• [What this task involves]:
Would you copy out exactly the lines of the listing below, beginning with the one that contains "Target: bark texture" and ending with the last?

• [Supplied entries]:
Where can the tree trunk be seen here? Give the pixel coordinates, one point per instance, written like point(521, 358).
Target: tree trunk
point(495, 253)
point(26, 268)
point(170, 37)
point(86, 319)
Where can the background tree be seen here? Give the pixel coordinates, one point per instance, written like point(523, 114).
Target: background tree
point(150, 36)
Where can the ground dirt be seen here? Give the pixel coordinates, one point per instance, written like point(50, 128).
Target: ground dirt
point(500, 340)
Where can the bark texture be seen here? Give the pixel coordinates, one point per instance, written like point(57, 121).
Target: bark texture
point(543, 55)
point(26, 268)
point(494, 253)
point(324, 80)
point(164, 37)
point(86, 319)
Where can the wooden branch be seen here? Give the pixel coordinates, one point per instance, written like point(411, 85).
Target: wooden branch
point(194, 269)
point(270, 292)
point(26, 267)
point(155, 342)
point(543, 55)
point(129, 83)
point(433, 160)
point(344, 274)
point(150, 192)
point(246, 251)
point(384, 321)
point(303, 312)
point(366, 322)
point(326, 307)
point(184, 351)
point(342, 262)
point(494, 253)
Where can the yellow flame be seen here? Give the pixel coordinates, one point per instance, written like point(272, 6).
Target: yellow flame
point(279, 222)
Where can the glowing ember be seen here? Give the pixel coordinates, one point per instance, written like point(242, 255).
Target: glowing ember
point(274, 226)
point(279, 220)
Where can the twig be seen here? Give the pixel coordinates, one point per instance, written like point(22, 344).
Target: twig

• [Answer for this exercise]:
Target: bark texture
point(543, 55)
point(26, 268)
point(494, 253)
point(324, 80)
point(164, 37)
point(86, 319)
Where can the wooden branch be seen here? Give the pixel coordinates, one point per instance, written like point(411, 85).
Target: wooden branch
point(194, 269)
point(270, 292)
point(26, 267)
point(155, 342)
point(543, 55)
point(129, 83)
point(433, 160)
point(344, 274)
point(150, 192)
point(246, 251)
point(384, 321)
point(303, 312)
point(366, 322)
point(326, 307)
point(184, 351)
point(342, 262)
point(494, 253)
Where can the yellow flame be seen here? Give the pixel coordinates, one point per instance, written like point(272, 6).
Target: yellow flame
point(279, 222)
Where can the glowing ember be seen here? Give the pixel coordinates, one point per instance, written like point(242, 255).
Target: glowing ember
point(274, 226)
point(279, 220)
Where can the twig be seen here? Give the pixel coordinates, one point per instance, written like point(22, 344).
Target: twig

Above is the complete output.